- _Problem description_:
Count the lines in the records below that contain the string "lighthouse", matching case exactly. Reply with the number alone.

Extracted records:
┄┄┄┄┄┄┄┄┄┄┄┄┄┄┄┄┄┄┄┄

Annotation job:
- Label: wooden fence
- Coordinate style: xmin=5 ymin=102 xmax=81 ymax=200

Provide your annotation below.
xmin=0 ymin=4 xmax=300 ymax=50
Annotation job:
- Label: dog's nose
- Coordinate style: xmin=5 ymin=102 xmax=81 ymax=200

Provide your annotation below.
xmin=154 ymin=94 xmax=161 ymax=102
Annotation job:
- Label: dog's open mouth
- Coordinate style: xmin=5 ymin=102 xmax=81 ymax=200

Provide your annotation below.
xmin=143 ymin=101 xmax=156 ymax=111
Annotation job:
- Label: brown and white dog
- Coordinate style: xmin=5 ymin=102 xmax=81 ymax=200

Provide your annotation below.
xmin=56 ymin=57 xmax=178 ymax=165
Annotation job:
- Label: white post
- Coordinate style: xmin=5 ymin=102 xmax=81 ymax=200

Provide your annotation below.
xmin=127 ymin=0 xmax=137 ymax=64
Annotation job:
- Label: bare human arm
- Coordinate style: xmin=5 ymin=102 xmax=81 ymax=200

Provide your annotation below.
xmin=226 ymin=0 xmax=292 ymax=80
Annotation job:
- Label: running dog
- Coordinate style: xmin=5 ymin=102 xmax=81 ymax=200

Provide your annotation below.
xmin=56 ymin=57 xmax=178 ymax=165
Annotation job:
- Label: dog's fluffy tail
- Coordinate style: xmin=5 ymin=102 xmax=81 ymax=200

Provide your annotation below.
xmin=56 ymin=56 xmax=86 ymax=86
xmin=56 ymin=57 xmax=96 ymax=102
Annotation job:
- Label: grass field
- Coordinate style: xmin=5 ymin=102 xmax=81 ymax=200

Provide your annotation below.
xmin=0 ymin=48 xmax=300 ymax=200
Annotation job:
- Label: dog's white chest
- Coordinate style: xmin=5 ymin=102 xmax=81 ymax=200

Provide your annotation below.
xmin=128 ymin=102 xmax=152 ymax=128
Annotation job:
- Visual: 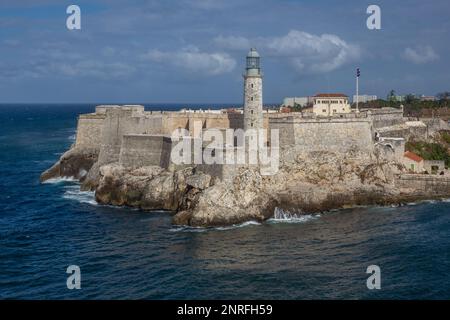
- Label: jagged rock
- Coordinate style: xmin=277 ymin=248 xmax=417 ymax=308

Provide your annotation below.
xmin=40 ymin=147 xmax=99 ymax=182
xmin=95 ymin=164 xmax=192 ymax=211
xmin=186 ymin=172 xmax=211 ymax=190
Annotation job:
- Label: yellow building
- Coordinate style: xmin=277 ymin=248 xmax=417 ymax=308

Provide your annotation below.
xmin=313 ymin=93 xmax=351 ymax=117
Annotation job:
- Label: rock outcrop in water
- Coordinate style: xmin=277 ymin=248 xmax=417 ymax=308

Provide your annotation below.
xmin=41 ymin=140 xmax=450 ymax=227
xmin=40 ymin=148 xmax=99 ymax=182
xmin=41 ymin=106 xmax=450 ymax=227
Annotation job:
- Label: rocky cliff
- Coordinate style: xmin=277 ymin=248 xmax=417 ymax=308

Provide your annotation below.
xmin=41 ymin=141 xmax=432 ymax=226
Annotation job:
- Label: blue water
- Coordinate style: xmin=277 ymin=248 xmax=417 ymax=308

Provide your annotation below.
xmin=0 ymin=105 xmax=450 ymax=299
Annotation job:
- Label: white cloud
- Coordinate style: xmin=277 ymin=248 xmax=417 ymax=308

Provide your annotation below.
xmin=142 ymin=47 xmax=236 ymax=75
xmin=403 ymin=46 xmax=439 ymax=64
xmin=214 ymin=30 xmax=361 ymax=73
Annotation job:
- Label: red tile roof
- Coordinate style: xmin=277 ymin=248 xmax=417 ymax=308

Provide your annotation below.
xmin=314 ymin=93 xmax=348 ymax=98
xmin=405 ymin=151 xmax=423 ymax=162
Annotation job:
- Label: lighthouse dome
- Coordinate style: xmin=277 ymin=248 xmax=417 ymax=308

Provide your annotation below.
xmin=247 ymin=48 xmax=259 ymax=58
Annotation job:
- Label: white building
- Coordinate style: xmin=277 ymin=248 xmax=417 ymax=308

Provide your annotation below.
xmin=352 ymin=94 xmax=378 ymax=103
xmin=283 ymin=97 xmax=313 ymax=108
xmin=313 ymin=93 xmax=351 ymax=116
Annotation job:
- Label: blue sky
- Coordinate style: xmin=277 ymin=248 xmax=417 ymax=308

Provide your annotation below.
xmin=0 ymin=0 xmax=450 ymax=103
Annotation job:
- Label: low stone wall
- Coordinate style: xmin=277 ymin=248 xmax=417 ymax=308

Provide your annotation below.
xmin=395 ymin=174 xmax=450 ymax=196
xmin=270 ymin=117 xmax=374 ymax=153
xmin=75 ymin=113 xmax=106 ymax=149
xmin=119 ymin=134 xmax=172 ymax=168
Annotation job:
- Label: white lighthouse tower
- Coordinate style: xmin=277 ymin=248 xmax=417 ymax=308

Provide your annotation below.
xmin=244 ymin=48 xmax=263 ymax=130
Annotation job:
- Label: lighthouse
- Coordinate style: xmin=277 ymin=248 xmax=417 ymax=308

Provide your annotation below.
xmin=244 ymin=48 xmax=263 ymax=130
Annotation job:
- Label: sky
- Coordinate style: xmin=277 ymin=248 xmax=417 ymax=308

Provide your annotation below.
xmin=0 ymin=0 xmax=450 ymax=104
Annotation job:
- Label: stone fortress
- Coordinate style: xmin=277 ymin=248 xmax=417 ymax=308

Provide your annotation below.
xmin=41 ymin=49 xmax=450 ymax=226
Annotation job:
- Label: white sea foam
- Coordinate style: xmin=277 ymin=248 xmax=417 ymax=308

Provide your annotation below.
xmin=267 ymin=208 xmax=320 ymax=223
xmin=63 ymin=185 xmax=97 ymax=205
xmin=169 ymin=221 xmax=261 ymax=232
xmin=43 ymin=177 xmax=77 ymax=184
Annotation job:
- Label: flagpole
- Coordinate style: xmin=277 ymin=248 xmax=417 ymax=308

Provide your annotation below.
xmin=356 ymin=76 xmax=359 ymax=112
xmin=356 ymin=68 xmax=360 ymax=113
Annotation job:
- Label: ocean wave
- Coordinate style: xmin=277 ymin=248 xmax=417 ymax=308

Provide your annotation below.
xmin=63 ymin=185 xmax=98 ymax=206
xmin=169 ymin=221 xmax=261 ymax=232
xmin=42 ymin=177 xmax=78 ymax=184
xmin=267 ymin=208 xmax=320 ymax=223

┄┄┄┄┄┄┄┄┄┄┄┄┄┄┄┄┄┄┄┄

- _Reply to the exercise_:
3